* _Given information_:
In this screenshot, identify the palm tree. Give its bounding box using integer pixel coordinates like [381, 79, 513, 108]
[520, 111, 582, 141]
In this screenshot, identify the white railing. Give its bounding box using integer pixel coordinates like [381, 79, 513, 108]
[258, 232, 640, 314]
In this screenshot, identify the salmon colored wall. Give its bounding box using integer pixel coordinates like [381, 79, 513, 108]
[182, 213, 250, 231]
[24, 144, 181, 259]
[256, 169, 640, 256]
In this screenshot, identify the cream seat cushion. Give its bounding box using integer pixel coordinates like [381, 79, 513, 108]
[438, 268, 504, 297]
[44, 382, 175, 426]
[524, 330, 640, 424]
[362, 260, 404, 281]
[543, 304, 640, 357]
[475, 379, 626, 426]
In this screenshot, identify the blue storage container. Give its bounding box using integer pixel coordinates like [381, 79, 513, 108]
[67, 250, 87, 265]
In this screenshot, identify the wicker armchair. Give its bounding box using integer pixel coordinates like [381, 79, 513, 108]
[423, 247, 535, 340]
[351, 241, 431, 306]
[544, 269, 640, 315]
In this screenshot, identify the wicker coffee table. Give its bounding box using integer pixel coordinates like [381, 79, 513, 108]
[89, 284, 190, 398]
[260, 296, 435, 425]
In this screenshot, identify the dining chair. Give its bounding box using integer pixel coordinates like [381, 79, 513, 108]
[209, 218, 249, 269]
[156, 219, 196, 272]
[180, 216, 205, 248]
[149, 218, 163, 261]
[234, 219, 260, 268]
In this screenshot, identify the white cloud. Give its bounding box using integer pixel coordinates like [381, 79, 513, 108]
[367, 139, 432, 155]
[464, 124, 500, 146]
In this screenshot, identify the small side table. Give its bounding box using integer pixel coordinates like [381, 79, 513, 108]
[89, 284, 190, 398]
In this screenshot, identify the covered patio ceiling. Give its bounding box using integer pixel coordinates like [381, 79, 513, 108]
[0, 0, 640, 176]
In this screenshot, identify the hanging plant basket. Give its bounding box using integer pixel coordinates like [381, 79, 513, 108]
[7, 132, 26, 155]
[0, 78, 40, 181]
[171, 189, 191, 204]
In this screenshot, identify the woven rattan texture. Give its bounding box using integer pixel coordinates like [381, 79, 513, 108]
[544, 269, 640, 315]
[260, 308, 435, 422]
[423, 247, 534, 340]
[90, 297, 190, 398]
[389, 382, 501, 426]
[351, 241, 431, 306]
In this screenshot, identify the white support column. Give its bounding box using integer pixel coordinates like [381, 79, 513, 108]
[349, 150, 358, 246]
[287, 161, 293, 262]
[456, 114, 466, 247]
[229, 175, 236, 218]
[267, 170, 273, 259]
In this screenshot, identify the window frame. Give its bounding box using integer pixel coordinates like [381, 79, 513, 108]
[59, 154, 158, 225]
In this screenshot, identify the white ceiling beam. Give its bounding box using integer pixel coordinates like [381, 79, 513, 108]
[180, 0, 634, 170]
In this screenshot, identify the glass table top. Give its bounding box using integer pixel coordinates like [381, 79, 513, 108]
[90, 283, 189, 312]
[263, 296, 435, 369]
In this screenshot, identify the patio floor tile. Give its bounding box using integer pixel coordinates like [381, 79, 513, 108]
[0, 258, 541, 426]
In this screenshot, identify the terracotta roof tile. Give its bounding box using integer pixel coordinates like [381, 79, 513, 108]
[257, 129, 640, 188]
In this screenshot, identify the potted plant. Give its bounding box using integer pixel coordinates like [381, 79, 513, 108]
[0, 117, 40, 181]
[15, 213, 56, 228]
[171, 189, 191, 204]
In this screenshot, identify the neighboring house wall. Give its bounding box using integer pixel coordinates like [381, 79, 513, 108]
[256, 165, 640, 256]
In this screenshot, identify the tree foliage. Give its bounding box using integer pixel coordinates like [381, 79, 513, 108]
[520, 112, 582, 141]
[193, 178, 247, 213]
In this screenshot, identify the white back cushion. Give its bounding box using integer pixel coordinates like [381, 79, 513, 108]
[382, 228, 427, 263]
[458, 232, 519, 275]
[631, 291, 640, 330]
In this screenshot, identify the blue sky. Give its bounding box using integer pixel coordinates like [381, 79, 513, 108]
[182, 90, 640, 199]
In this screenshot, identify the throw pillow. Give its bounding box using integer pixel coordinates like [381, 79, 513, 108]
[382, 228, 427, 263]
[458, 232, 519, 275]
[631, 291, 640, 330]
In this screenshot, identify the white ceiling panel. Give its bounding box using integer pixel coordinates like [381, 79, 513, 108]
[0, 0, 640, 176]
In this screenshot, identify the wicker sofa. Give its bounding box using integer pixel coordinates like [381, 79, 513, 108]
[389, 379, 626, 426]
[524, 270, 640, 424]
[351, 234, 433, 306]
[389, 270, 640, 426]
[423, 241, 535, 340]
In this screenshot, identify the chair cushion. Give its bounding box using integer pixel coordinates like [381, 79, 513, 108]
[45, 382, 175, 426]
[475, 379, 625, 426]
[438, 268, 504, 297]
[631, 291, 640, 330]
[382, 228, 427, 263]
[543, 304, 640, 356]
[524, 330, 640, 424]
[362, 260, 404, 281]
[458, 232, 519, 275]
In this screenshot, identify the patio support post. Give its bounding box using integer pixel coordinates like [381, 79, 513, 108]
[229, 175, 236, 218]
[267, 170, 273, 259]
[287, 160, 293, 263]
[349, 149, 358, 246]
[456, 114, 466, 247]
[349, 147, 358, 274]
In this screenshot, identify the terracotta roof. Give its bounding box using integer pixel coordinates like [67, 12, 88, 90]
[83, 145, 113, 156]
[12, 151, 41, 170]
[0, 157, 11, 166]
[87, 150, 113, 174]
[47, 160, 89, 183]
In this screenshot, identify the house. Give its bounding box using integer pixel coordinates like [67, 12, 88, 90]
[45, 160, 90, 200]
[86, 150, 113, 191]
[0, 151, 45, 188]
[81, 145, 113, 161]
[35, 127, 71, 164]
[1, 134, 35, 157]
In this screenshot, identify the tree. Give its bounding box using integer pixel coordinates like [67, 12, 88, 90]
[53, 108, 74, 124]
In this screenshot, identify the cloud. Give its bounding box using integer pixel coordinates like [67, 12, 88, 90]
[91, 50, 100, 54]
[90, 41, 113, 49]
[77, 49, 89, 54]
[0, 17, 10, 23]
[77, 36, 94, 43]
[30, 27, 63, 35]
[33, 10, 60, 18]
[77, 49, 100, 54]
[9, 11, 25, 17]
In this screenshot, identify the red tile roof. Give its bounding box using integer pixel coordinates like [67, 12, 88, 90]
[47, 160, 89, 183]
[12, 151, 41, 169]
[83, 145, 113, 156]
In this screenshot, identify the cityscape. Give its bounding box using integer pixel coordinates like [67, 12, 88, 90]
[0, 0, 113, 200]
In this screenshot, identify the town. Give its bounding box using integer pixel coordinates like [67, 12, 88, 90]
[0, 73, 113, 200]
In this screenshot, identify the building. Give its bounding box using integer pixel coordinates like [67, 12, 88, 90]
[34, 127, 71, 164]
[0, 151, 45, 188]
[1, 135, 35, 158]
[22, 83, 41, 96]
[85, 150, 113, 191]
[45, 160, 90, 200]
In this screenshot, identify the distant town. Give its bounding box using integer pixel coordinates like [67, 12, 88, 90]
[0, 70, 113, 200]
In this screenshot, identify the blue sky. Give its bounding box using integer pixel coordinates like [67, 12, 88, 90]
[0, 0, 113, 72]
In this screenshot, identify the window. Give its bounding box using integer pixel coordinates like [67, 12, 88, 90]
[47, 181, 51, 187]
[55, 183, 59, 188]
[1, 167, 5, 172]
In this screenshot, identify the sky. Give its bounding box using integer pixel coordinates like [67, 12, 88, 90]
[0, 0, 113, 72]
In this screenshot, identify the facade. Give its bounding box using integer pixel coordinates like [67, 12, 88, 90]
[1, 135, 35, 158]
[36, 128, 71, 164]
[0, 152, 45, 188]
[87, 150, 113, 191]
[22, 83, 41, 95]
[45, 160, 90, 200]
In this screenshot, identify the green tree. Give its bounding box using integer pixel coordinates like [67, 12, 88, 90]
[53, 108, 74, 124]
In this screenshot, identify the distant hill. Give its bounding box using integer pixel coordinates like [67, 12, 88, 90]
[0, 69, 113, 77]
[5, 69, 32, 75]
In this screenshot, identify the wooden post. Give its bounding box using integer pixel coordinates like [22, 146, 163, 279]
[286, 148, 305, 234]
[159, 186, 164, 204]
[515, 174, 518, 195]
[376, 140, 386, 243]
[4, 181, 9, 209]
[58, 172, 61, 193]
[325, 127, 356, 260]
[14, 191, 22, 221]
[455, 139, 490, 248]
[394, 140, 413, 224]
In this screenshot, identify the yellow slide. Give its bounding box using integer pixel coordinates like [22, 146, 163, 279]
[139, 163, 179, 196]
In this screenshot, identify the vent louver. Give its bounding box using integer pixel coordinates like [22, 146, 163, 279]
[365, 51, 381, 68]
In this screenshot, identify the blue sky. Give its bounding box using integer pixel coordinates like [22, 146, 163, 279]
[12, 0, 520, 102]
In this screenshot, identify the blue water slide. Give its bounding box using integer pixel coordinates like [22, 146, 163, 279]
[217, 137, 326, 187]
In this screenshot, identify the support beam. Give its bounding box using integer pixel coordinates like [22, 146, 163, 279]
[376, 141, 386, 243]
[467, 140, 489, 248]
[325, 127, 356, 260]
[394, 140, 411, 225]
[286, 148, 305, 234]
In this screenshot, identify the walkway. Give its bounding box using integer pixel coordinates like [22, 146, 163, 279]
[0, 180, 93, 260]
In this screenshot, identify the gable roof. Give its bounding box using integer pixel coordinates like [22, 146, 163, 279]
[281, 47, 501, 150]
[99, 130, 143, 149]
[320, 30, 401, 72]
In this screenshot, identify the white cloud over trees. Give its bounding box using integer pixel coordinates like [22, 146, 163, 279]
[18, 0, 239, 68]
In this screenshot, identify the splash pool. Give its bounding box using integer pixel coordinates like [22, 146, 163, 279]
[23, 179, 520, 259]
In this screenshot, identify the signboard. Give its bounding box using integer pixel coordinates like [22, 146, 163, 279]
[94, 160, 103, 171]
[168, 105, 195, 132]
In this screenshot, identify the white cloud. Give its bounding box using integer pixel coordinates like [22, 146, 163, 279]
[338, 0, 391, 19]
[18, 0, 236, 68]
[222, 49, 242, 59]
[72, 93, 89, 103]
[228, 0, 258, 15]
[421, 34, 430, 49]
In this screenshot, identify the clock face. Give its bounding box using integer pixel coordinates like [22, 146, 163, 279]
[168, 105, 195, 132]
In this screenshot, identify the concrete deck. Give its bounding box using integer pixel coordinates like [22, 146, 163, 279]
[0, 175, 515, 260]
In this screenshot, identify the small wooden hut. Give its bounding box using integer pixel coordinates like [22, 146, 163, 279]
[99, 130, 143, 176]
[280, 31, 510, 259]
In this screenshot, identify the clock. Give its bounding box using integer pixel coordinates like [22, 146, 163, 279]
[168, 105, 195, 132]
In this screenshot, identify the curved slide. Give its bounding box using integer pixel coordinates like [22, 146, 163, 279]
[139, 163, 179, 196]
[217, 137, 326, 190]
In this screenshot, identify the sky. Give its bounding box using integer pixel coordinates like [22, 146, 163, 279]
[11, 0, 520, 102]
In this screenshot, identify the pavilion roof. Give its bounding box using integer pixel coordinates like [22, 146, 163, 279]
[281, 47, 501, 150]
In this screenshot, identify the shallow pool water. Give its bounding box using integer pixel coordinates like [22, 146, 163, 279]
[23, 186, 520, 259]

* _Requirements_: Reproduce the data above without any change, starting at the line that contains "In this screenshot, identify the building." and ending at the line that contains "[217, 137, 326, 187]", with both of those lines included.

* _Answer to the exercise_:
In this screenshot, identify the building. Give its bounding box using integer pixel coordinates like [67, 12, 88, 90]
[34, 127, 71, 164]
[0, 151, 45, 188]
[1, 135, 35, 158]
[22, 83, 41, 96]
[85, 150, 113, 191]
[45, 160, 90, 200]
In this screenshot, identify the distant town. Give its bounding box using integer pixel coordinates like [67, 12, 88, 90]
[0, 70, 113, 200]
In this screenshot, identify the blue sky. Give its bounding box using integer pixel coordinates like [67, 12, 88, 90]
[0, 0, 113, 72]
In this screenshot, identify the window. Give its bounding box using integer pixel coordinates like [67, 12, 88, 90]
[47, 181, 51, 187]
[55, 183, 59, 188]
[1, 167, 5, 172]
In this screenshot, identify the sky. Give its bounding box using integer pixel coordinates like [67, 12, 88, 90]
[0, 0, 113, 72]
In this screenshot, identify the facade. Give its bounding box using integer pixel coordinates like [67, 12, 88, 90]
[1, 135, 35, 158]
[36, 128, 71, 164]
[0, 152, 45, 188]
[87, 150, 113, 191]
[22, 83, 41, 95]
[45, 160, 90, 200]
In this screenshot, identify the green tree. Give its bounding box using integer pixel coordinates like [67, 12, 88, 90]
[53, 108, 74, 124]
In this screenshot, identify the distant hill. Give its bounding box using integer pixel coordinates like [67, 12, 88, 90]
[0, 69, 113, 77]
[5, 69, 32, 75]
In this screenshot, identify the wooden post. Give its bounding box using integer pixel coordinates like [22, 146, 163, 279]
[286, 148, 305, 234]
[159, 186, 164, 204]
[515, 174, 518, 195]
[376, 140, 386, 243]
[4, 181, 9, 209]
[58, 172, 61, 193]
[325, 127, 356, 260]
[14, 191, 22, 221]
[455, 139, 490, 248]
[394, 140, 413, 224]
In this screenshot, identify the yellow slide. Give its bounding box using integer pixel coordinates like [22, 146, 163, 279]
[139, 163, 179, 196]
In this screenshot, identify the vent louver. Give its bounding box using integer pixel coordinates like [22, 146, 163, 279]
[365, 51, 381, 68]
In this screenshot, identify the blue sky. Give its bounding box using integer pixel coordinates like [22, 146, 163, 279]
[12, 0, 520, 102]
In this screenshot, identify the blue water slide. Give its bounding box using integer pixel coordinates like [22, 146, 163, 279]
[217, 137, 326, 187]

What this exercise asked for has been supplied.